-- Opening Marker --
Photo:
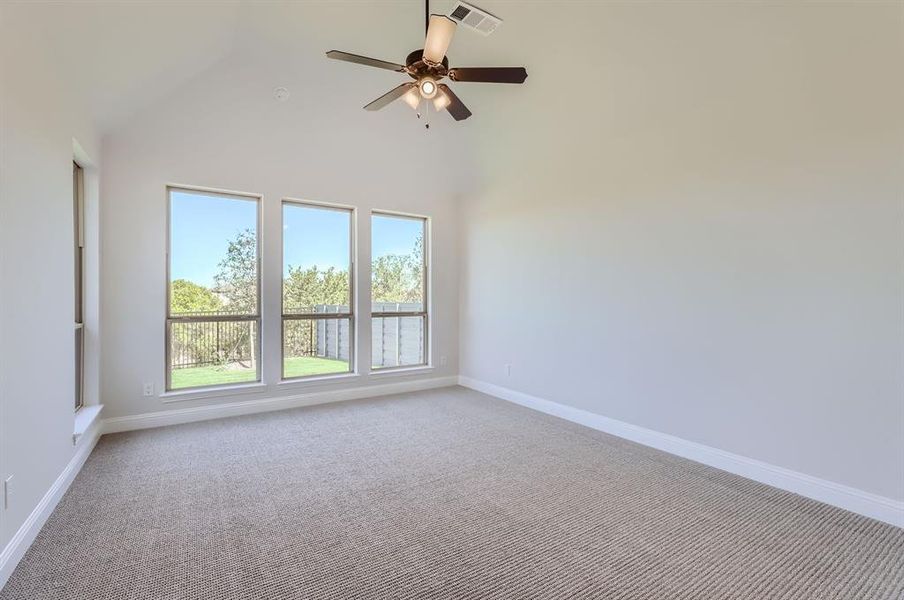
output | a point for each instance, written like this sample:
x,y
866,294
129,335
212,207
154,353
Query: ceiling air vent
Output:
-- Closing Marker --
◆ Problem requirements: What is needed is an exact output of the records above, with every picture left out.

◆ Solution:
Photo:
output | a point for each instance, written like this sample:
x,y
866,294
129,335
212,207
154,353
Query: ceiling air vent
Output:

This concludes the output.